Esercizi da svolgere:
1) Riporta fedelmente un passo del testo sulle emozioni dei bambini: comincia dalle parole "Fatica che sfocia" e fermati dopo le parole "per una sgambata?".
2) Nel testo sulle emozioni dei bambini, quale oggetto si suggerisce di prendere a pugni per sfogare la rabbia?
3) Scrivi il seguito del testo sulle emozioni dei bambini, a partire dall'ultima frase riportata.

Testo proposto:
C’è di mezzo anche la routine.
«Ci sono bambini che hanno fatto fatica ad abituarsi, con l’isolamento, alla nuova routine e ora che si può uscire, mostrano fatica a riabituarsi a abitudini precedenti e manifestano paura del contagio, di toccare gli altri bambini, di incontrarsi».
Fatica che sfocia in rabbia, paura, tristezza: emozioni che spaventano i genitori.
«Il significato dell’emozione è che è sempre giusta nel momento in cui manifesta ciò che si sente. Culturalmente siamo ancora una generazione che dice: è sbagliato ciò che provi, non devi essere arrabbiato. Ma l’emozione è giusta perché è un sentire. Il bimbo deve sentire che il genitore è capace di accoglierla e mediarla. Non sempre però è così: ci sono genitori che fanno fatica a distinguere l’emozione dal comportamento. Un esempio: che tu sia arrabbiato è giusto, che tiri in testa a tua sorella il telecomando no, devi riuscire a incanalare l’emozione in comportamenti non autolesivi come possono essere graffi, tagli negli adolescenti, lanci o la distruzione di un oggetto simbolico».
Incanalare. Come, se fino a poco tempo fa non si poteva nemmeno uscire di casa per una sgambata?
«Anche prendendo a pugni un cuscino, il “cuscino della rabbia”, comprato apposta e pronto in un angolo della casa per sfogarsi. Quando è faticoso, possono anche essere gli adulti che aiutano a convogliare. In generale tutte le emozioni vanno legittimate, si devono aiutare i bambini a parlare, a raccontare. L’adulto può dire: sarai più forte, so come ti senti, ma in realtà non sappiamo come si sente. Poi lo si può aiutare dicendo: sai che capita anche a me? Ad esempio la gelosia tra fratelli: sai che anche io quando ero piccolo ed è nato lo zio facevo così? Provo a dirti che anche alla mamma quando è arrabbiata verrebbe da fare così, invece ha trovato una soluzione. Far finta di nulla non aiuta».
E quando si assiste a reazioni improvvise e violente, con insulti mai sentiti prima o pianti irrefrenabili?

Righe di dati:

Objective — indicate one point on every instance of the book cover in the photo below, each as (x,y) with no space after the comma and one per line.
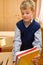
(25,57)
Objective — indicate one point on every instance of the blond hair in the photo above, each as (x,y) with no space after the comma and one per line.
(27,3)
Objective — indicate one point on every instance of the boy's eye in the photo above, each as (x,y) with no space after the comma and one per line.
(22,13)
(27,13)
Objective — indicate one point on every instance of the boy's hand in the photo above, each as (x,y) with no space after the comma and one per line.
(36,59)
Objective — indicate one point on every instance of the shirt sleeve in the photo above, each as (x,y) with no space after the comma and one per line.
(17,43)
(38,39)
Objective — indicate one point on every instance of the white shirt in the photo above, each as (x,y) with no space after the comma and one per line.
(17,41)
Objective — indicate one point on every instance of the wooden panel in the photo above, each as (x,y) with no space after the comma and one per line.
(1,15)
(10,14)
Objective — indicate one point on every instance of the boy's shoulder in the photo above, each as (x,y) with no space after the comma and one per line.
(20,22)
(36,23)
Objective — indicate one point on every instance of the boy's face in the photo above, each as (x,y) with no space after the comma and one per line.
(27,15)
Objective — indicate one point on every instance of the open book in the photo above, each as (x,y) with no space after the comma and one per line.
(25,57)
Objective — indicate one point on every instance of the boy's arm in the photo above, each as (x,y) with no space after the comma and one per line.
(16,44)
(38,43)
(38,39)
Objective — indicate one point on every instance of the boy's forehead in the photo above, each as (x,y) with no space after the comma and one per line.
(26,10)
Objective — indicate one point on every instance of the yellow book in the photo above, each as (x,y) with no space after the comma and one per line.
(25,57)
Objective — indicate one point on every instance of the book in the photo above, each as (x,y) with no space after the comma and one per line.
(25,57)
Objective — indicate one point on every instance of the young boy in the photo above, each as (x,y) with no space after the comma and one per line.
(28,33)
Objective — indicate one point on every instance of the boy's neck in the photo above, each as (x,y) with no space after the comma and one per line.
(27,24)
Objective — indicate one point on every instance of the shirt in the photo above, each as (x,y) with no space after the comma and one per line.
(17,41)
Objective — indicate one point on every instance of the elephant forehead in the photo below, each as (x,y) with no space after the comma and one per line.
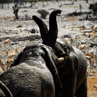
(60,41)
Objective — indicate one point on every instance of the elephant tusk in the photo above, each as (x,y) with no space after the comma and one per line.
(61,59)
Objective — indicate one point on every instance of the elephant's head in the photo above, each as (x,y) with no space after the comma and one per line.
(71,69)
(43,51)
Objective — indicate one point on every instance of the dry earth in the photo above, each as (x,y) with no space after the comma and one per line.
(18,31)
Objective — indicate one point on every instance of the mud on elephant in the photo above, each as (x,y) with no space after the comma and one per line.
(33,73)
(72,71)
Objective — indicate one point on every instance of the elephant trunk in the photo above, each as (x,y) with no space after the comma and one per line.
(48,37)
(42,26)
(53,29)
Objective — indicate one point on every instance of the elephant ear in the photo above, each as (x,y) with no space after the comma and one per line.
(4,89)
(42,26)
(49,59)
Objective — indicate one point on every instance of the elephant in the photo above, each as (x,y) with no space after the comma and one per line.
(4,91)
(33,73)
(73,70)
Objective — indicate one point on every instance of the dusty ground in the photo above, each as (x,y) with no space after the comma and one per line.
(17,32)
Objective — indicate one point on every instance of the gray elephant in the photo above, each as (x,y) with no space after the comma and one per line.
(33,73)
(72,71)
(4,91)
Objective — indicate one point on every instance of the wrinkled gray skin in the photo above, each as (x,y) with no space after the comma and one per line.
(4,91)
(72,71)
(32,73)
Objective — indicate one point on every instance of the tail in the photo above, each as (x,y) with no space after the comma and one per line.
(6,91)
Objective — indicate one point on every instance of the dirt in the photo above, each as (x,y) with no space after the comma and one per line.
(18,31)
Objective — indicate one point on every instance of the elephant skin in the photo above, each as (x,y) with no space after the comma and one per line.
(32,73)
(72,71)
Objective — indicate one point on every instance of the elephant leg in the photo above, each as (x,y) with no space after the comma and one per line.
(82,90)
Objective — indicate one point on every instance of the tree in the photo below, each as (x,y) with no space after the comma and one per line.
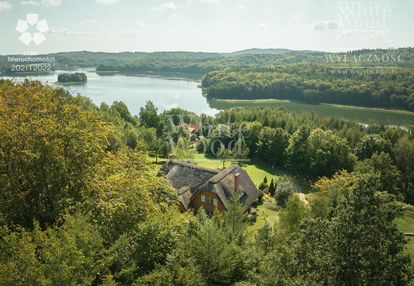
(49,148)
(71,254)
(285,188)
(148,116)
(404,158)
(224,154)
(366,243)
(122,109)
(297,151)
(272,188)
(293,215)
(370,144)
(271,145)
(327,154)
(388,174)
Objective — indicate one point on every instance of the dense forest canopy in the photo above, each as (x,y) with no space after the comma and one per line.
(72,78)
(82,205)
(314,83)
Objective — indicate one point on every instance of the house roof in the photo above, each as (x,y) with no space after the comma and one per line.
(188,179)
(223,185)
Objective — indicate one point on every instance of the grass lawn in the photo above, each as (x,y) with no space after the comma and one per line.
(354,113)
(406,224)
(256,171)
(266,213)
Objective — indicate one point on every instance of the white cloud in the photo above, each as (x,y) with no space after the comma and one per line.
(138,25)
(166,7)
(51,2)
(107,2)
(4,5)
(48,3)
(263,27)
(210,1)
(325,25)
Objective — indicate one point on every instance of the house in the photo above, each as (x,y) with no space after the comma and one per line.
(198,187)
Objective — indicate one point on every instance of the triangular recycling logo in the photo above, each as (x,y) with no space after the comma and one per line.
(32,29)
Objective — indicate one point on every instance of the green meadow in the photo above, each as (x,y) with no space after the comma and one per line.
(358,114)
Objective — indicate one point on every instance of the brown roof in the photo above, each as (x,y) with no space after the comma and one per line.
(188,179)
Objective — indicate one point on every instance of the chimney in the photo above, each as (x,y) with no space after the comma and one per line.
(237,182)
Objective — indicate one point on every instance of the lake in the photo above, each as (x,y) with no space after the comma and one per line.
(135,91)
(168,93)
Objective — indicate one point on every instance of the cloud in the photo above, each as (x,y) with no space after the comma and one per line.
(325,25)
(4,5)
(107,2)
(263,27)
(48,3)
(51,2)
(210,1)
(166,7)
(138,25)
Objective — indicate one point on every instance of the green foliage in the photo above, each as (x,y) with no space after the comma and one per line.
(271,145)
(293,215)
(49,148)
(72,78)
(370,144)
(143,248)
(313,83)
(327,154)
(148,115)
(70,254)
(272,188)
(285,188)
(124,193)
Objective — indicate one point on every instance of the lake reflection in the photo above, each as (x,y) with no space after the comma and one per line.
(135,91)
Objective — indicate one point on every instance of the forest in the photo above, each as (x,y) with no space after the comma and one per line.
(72,78)
(82,205)
(314,83)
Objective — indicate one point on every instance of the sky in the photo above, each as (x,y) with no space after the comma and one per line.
(206,25)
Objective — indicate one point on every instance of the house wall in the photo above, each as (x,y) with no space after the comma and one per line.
(197,203)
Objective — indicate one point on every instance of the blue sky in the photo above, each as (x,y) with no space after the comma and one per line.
(210,25)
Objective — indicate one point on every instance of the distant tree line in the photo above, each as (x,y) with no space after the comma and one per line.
(81,204)
(314,83)
(74,77)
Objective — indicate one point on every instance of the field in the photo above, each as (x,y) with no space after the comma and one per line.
(267,211)
(257,172)
(358,114)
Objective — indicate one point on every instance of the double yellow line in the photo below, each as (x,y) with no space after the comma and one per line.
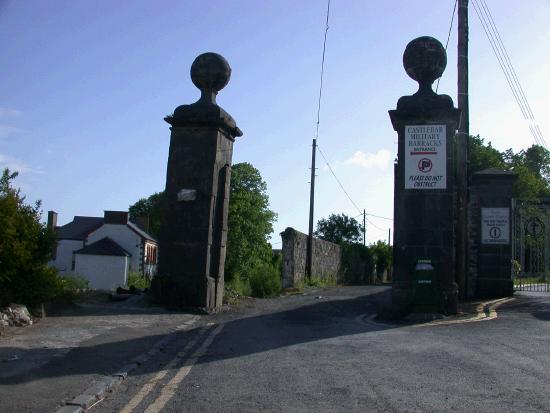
(169,390)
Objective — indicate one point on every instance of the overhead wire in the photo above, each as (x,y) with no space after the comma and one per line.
(512,70)
(322,72)
(318,122)
(337,180)
(448,38)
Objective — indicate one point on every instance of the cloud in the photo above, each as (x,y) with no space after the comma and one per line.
(378,160)
(6,130)
(9,113)
(16,165)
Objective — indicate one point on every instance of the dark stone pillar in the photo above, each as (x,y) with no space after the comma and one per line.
(491,238)
(194,231)
(424,195)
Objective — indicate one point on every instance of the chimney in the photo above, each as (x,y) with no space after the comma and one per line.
(52,220)
(143,222)
(116,217)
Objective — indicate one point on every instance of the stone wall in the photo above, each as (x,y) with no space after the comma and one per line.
(326,258)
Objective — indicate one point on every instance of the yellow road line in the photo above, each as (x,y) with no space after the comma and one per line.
(482,314)
(170,389)
(150,385)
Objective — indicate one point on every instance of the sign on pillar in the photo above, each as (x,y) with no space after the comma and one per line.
(194,225)
(426,157)
(424,200)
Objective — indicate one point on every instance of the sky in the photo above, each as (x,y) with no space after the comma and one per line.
(85,86)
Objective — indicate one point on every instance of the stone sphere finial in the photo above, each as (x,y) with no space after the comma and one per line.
(425,60)
(210,72)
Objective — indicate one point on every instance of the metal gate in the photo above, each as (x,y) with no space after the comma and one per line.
(531,245)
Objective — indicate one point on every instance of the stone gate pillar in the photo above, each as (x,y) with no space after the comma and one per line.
(194,229)
(424,200)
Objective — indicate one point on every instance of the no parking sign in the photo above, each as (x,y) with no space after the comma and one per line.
(495,225)
(425,157)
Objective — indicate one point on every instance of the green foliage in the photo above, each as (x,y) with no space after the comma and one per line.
(484,156)
(150,208)
(26,246)
(315,282)
(357,263)
(265,280)
(339,228)
(532,166)
(250,222)
(138,280)
(382,255)
(240,286)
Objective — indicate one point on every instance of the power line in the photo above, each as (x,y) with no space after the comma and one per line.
(375,226)
(448,38)
(493,35)
(512,70)
(378,216)
(322,72)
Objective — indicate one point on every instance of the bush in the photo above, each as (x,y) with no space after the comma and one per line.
(32,287)
(25,248)
(137,280)
(357,263)
(240,285)
(265,280)
(74,283)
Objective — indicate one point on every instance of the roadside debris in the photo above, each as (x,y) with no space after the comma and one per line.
(15,315)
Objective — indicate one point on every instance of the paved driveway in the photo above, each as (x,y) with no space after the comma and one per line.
(321,352)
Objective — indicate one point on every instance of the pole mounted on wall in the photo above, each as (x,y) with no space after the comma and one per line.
(462,154)
(309,258)
(311,207)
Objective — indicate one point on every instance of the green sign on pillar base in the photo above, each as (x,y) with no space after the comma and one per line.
(424,188)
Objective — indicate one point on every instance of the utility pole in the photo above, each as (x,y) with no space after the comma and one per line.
(364,227)
(309,258)
(462,154)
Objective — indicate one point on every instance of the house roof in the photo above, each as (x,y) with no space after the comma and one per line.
(105,246)
(79,228)
(140,232)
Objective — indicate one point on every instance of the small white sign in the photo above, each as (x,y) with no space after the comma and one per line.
(187,195)
(425,157)
(495,225)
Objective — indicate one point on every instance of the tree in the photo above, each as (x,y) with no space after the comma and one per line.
(339,228)
(26,246)
(484,156)
(382,255)
(250,222)
(532,166)
(151,208)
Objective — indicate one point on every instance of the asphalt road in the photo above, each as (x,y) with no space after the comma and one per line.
(321,352)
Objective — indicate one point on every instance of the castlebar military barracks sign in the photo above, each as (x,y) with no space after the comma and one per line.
(425,157)
(495,225)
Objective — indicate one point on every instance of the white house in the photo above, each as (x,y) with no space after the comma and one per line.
(90,245)
(104,263)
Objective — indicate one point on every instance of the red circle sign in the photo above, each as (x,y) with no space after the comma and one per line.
(425,165)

Risposte numerate:
1)
Fatica che sfocia in rabbia, paura, tristezza: emozioni che spaventano i genitori.
«Il significato dell’emozione è che è sempre giusta nel momento in cui manifesta ciò che si sente. Culturalmente siamo ancora una generazione che dice: è sbagliato ciò che provi, non devi essere arrabbiato. Ma l’emozione è giusta perché è un sentire. Il bimbo deve sentire che il genitore è capace di accoglierla e mediarla. Non sempre però è così: ci sono genitori che fanno fatica a distinguere l’emozione dal comportamento. Un esempio: che tu sia arrabbiato è giusto, che tiri in testa a tua sorella il telecomando no, devi riuscire a incanalare l’emozione in comportamenti non autolesivi come possono essere graffi, tagli negli adolescenti, lanci o la distruzione di un oggetto simbolico».
Incanalare. Come, se fino a poco tempo fa non si poteva nemmeno uscire di casa per una sgambata?

2) Un cuscino, il “cuscino della rabbia”, comprato apposta e pronto in un angolo della casa.

3)
«Ognuno di noi ha un limite di tolleranza rispetto all’attivazione emotiva, può esserci un range più o meno ampio e dipende dalle esperienze personali. Quando ci troviamo in uno stato di iperattivazione, siamo fuori dalla nostra finestra di tolleranza e non ci si sente più sicuri, c’è un momento di perdita di controllo, un eccesso anche in termini di intensità, di paura ma anche di gioia. Esiste anche il contrario: casi di bambini che hanno esperienze non sufficientemente varie e valide, vittime di scarsa attenzione, hanno a disposizione meno possibilità di sperimentare le emozioni e possono essere ipoattive. La caratteristica che fa fare fatica alle persone nel momento del panico è l’incontrollabilità, la paura della paura che mi fa venir paura. I bambini hanno vissuto uno stress acuto: bisogna capire cosa è arrivato dai genitori ai bambini, perché se passano un’emozione scollegata dai contenuti, si rischia che i bambini siano molto spaventati. Hanno bisogno di capire, sennò tutto là fuori diventa pericoloso».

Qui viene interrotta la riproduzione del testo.